- **Given exercise**: The data follows this line. Copy verbatim the line with "Would you mind marking the woman in" and each line after it to the end.
== Dataset entries
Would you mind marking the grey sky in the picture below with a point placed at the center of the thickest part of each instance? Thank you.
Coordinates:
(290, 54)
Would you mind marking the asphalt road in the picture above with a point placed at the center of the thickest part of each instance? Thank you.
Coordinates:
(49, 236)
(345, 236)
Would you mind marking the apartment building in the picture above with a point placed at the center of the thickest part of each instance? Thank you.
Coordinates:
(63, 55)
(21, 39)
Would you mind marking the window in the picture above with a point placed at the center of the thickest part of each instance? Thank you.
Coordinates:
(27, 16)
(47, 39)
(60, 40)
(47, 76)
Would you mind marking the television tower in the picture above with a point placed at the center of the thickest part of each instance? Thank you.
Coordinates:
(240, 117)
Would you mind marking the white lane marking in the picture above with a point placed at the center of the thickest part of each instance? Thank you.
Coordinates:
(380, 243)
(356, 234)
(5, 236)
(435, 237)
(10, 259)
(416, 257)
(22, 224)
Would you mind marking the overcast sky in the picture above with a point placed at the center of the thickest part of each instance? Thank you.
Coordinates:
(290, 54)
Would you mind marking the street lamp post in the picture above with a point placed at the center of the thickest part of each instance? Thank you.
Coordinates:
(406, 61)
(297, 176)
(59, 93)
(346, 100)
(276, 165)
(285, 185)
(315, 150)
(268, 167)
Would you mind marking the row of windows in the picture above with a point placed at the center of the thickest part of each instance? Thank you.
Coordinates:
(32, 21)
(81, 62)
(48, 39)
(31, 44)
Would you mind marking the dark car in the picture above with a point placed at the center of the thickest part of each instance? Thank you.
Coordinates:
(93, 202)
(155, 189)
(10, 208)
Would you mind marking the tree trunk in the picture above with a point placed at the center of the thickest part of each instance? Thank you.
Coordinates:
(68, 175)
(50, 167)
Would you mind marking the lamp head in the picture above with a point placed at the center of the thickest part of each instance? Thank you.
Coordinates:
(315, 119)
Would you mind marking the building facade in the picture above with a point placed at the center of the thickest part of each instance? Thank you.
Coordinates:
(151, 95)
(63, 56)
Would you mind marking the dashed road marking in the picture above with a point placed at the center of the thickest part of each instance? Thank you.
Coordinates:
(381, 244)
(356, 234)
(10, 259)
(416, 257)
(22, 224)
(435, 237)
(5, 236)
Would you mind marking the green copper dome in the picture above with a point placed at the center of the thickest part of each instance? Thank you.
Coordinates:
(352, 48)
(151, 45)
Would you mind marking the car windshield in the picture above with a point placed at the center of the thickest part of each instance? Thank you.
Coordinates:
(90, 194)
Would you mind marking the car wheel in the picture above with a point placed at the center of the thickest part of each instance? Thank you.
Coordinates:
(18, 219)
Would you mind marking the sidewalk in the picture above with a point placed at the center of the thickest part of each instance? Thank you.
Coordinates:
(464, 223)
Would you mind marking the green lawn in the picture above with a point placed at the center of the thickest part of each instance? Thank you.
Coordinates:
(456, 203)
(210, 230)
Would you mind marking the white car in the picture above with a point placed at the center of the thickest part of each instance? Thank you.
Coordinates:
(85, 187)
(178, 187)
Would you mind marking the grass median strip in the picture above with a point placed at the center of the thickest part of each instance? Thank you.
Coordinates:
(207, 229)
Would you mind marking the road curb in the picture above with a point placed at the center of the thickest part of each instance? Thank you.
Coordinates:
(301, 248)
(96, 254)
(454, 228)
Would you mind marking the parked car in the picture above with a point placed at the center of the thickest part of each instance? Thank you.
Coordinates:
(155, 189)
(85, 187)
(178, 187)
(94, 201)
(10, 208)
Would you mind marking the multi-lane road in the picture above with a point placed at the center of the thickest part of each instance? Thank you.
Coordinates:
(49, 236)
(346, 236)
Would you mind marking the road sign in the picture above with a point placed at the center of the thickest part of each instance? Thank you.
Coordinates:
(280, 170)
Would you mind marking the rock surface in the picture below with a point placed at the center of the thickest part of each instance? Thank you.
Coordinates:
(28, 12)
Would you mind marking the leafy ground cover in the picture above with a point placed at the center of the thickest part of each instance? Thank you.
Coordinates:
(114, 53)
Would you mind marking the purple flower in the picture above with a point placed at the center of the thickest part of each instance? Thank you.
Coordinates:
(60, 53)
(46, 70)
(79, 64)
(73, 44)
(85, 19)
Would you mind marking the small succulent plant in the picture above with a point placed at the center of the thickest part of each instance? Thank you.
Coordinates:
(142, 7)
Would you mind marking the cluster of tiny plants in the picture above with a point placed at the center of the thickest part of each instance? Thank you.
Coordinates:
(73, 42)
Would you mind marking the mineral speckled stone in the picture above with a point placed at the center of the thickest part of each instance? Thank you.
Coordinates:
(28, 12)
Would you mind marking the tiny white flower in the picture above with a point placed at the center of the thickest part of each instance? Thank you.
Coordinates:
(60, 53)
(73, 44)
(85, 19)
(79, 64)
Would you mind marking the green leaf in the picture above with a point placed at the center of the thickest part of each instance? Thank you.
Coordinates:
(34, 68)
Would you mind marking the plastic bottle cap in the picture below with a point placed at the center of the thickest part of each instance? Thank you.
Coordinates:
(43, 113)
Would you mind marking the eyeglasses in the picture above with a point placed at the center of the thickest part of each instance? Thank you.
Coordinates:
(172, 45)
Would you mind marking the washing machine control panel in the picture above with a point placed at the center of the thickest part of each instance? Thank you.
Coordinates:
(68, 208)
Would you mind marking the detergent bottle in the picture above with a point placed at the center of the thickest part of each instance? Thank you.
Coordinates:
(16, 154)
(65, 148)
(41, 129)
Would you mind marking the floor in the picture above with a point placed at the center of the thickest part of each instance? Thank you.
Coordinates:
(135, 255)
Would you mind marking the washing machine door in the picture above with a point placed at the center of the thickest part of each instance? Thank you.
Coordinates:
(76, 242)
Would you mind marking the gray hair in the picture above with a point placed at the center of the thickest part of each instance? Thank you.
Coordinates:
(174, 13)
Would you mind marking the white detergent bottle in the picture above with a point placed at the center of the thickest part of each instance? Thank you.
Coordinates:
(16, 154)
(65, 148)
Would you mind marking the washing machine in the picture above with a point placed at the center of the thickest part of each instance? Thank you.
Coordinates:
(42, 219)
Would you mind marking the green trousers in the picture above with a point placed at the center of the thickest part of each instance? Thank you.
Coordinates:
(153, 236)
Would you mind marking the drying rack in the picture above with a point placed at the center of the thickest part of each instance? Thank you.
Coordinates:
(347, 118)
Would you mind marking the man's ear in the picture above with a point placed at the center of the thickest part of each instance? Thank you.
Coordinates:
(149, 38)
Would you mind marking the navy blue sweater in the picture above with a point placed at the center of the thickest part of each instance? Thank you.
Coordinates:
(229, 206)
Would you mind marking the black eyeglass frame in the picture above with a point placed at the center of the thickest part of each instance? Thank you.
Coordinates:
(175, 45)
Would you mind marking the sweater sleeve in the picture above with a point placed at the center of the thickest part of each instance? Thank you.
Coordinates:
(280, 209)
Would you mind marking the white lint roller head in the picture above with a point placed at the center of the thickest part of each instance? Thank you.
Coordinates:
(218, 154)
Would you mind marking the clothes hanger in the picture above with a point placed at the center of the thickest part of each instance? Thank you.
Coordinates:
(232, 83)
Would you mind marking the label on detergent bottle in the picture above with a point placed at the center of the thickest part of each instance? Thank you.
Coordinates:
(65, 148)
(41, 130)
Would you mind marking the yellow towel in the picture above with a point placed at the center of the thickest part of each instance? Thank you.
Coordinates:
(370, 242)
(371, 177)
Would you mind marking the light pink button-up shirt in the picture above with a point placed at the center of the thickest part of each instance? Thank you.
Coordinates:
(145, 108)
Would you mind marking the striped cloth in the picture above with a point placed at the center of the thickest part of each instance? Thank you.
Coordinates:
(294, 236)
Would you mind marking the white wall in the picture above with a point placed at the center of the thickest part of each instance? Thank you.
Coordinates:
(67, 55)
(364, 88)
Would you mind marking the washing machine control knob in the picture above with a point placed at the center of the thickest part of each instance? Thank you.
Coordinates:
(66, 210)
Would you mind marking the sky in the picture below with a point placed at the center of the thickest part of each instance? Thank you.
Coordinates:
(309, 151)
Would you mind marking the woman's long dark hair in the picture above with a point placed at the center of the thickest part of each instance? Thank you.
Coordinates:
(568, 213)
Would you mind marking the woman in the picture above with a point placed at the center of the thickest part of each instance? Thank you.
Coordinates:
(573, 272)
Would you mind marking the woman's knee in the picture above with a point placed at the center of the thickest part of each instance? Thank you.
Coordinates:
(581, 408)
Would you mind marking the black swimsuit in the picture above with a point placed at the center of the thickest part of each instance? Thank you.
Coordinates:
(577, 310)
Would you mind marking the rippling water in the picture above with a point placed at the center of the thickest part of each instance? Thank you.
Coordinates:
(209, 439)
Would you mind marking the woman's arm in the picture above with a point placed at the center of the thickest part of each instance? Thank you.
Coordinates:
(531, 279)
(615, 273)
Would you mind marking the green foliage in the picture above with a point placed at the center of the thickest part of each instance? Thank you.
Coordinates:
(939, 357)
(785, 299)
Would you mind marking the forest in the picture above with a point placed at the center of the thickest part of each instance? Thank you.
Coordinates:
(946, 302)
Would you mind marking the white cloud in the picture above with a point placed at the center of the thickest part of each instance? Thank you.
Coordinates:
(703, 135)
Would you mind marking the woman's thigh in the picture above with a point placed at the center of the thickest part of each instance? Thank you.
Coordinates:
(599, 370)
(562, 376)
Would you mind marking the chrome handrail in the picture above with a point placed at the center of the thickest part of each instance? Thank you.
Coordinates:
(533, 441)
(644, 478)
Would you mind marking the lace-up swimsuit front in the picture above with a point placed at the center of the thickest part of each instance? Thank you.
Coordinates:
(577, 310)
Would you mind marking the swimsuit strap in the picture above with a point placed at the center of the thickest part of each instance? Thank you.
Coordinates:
====
- **Expected answer**:
Would you mind marking the woman in the picture above with a point placed at the center of the thickest part of each instance? Thank you.
Coordinates:
(573, 272)
Would you mind marking the woman's knee in the picture above with a point placed at the center of the thickest part of each instance? Thank you.
Coordinates:
(581, 408)
Would you mind marking the black swimsuit in the picture above with a point placed at the center of the thickest part of each instance? Thank you.
Coordinates:
(577, 310)
Would you mind marking the rippling water in the picture above with a point placed at the center of the thickest part of each instance? Thank you.
Coordinates:
(209, 439)
Would you mind marking the woman's arm in the picture above with a point placed at the center of the thickest part of each instance? Thank you.
Coordinates:
(531, 279)
(615, 273)
Would you mind marking the green foliage in the picture above with a point placed at the center of the thickest part of each instance? Thank you.
Coordinates:
(939, 357)
(785, 299)
Would you mind marking the forest in the picture above with a point placed at the center of the thickest part of each instance? Thank you.
Coordinates:
(946, 302)
Would you mind marking the white cloud in the picture above with a point placed at the center of the thickest part of each instance? Thank you.
Coordinates:
(703, 135)
Would you mind marking the woman's thigh in the picture above with a point placed at the center of the thickest part of each instance? Thank you.
Coordinates:
(599, 370)
(562, 376)
Would you mind marking the chrome handrail in the picture above with a point placed at the center of the thickest part of each instance? Thank you.
Coordinates:
(533, 441)
(644, 478)
Would you mind marking the lace-up swimsuit front in the picture above with a point placed at the center of the thickest part of each instance? Thank you.
Coordinates:
(577, 310)
Would you mind marking the swimsuit strap in the picture above with a point placed at the center of the thickest part of each instance? Thank you.
Coordinates:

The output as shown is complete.